- [TEXTAUSSCHNITT]:
* * *

„Tanz auf Vulkan” wird zur Obstschale
Ausstellung Im Göppinger Christophsbad sind derzeit Skulpturen von Dr. Wilhelm Schäberle ausgestellt, die sich mit Lebens- und Problemwelten beschäftigen.
Von Inge Czemmel
Lebenswelten – Problemwelten” – der Titel der Ausstellung ist gut gewählt, denn Wilhelm Schäberles von Dualität und Ambivalenz geprägte Bronzekulpturen konfrontieren den Betrachter mit psychosozialen und gesellschaftspolitischen Lebensproblemen. Sie sollen zum Nachdenken anregen und aufzeigen, dass sich jedes Problem von mehreren Seiten aus betrachten lässt.

* * *

- [VORGEGEBENE DATEN]:

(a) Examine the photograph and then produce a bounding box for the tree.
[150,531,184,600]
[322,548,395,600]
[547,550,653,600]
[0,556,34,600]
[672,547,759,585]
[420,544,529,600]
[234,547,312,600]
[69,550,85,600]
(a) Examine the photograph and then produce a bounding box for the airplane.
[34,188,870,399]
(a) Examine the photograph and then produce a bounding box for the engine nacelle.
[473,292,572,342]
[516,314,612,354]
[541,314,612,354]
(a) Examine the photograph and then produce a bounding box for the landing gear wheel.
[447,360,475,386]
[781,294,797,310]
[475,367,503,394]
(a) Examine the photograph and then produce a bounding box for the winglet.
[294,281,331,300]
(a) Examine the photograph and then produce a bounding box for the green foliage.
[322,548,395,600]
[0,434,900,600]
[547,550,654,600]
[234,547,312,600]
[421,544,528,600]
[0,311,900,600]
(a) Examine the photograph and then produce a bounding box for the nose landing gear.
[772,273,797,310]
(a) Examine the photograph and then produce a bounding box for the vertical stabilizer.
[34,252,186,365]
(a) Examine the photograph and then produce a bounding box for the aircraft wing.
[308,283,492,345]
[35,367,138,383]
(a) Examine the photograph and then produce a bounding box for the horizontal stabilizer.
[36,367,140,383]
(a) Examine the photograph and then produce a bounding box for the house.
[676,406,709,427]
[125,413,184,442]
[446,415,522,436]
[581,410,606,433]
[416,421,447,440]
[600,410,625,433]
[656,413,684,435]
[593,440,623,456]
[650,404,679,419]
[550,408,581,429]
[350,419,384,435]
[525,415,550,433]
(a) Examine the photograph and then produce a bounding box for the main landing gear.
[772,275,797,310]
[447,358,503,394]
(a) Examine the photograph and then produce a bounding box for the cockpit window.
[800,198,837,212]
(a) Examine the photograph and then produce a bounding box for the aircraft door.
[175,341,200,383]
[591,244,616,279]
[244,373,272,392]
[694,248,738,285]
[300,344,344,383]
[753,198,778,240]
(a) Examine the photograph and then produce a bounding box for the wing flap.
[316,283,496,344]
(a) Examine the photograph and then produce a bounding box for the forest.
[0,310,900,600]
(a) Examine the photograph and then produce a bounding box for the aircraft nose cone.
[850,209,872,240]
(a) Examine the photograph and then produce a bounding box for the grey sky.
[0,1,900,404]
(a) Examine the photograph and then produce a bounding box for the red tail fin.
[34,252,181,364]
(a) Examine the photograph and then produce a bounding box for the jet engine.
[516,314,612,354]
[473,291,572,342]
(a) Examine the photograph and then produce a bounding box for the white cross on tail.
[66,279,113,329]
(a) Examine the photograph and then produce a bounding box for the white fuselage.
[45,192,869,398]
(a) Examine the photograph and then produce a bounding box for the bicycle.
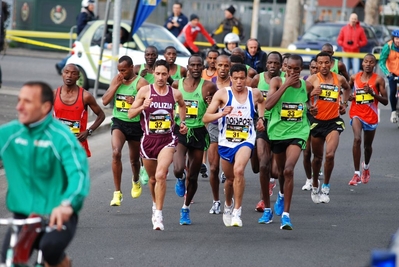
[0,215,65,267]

* * *

- [AUFGABENSTELLUNG]: Gib aus dem Artikel über die Skulpturenausstellung alles von „Von Inge Czemmel“ bis einschließlich „aus betrachten lässt.“ wortgetreu wieder.

- [LÖSUNG]:
Von Inge Czemmel
Lebenswelten – Problemwelten” – der Titel der Ausstellung ist gut gewählt, denn Wilhelm Schäberles von Dualität und Ambivalenz geprägte Bronzekulpturen konfrontieren den Betrachter mit psychosozialen und gesellschaftspolitischen Lebensproblemen. Sie sollen zum Nachdenken anregen und aufzeigen, dass sich jedes Problem von mehreren Seiten aus betrachten lässt.